»»

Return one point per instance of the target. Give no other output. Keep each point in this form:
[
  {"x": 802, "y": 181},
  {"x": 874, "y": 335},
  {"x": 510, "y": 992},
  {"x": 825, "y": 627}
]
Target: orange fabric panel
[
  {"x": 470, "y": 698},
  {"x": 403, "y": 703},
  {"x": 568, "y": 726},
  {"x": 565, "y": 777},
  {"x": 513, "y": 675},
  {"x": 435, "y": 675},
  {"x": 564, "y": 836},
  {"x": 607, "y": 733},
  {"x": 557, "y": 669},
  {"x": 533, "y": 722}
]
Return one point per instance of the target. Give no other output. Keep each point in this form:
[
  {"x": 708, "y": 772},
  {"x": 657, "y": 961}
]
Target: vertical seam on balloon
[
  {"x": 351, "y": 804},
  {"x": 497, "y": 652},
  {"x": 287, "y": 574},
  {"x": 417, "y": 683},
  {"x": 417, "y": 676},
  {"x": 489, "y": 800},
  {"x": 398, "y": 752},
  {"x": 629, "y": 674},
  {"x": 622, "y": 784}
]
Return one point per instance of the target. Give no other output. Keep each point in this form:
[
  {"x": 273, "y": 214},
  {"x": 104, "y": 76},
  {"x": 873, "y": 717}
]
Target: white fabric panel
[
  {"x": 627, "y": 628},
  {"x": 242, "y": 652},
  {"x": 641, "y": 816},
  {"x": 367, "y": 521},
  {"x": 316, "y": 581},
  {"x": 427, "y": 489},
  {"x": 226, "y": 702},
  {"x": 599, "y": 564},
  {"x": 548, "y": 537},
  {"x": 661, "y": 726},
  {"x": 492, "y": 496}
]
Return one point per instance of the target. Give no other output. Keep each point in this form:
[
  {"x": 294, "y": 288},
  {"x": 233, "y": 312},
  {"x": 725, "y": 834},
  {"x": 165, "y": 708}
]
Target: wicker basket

««

* Problem to solve *
Would you please give the data above again, exactly as it appears?

* Reply to the exercise *
Return one point per instance of the target. Give no other output. Keep each point in this form:
[
  {"x": 802, "y": 181},
  {"x": 874, "y": 335},
  {"x": 510, "y": 992},
  {"x": 825, "y": 627}
]
Target: orange fabric panel
[
  {"x": 470, "y": 698},
  {"x": 403, "y": 703},
  {"x": 568, "y": 726},
  {"x": 565, "y": 777},
  {"x": 513, "y": 675},
  {"x": 435, "y": 675},
  {"x": 564, "y": 836},
  {"x": 607, "y": 733},
  {"x": 557, "y": 669},
  {"x": 533, "y": 722}
]
Return one point per instance of the target. Give no other output. Keep each point in this form:
[
  {"x": 708, "y": 772},
  {"x": 657, "y": 961}
]
Target: vertical seam on balloon
[
  {"x": 351, "y": 804},
  {"x": 497, "y": 652},
  {"x": 287, "y": 574},
  {"x": 417, "y": 683},
  {"x": 417, "y": 676},
  {"x": 489, "y": 800},
  {"x": 398, "y": 752},
  {"x": 629, "y": 674},
  {"x": 622, "y": 784}
]
Return one point per instance of the target. Give no other output. Keep each point in this form:
[
  {"x": 273, "y": 214},
  {"x": 104, "y": 76},
  {"x": 873, "y": 717}
]
Target: white fabric panel
[
  {"x": 627, "y": 628},
  {"x": 242, "y": 652},
  {"x": 641, "y": 816},
  {"x": 367, "y": 521},
  {"x": 316, "y": 581},
  {"x": 427, "y": 489},
  {"x": 226, "y": 702},
  {"x": 599, "y": 564},
  {"x": 548, "y": 537},
  {"x": 661, "y": 726},
  {"x": 492, "y": 496}
]
Return one point per instance of the target. Give no other output. Keep each point in this form:
[
  {"x": 294, "y": 288},
  {"x": 233, "y": 312},
  {"x": 725, "y": 834},
  {"x": 165, "y": 708}
]
Target: wicker basket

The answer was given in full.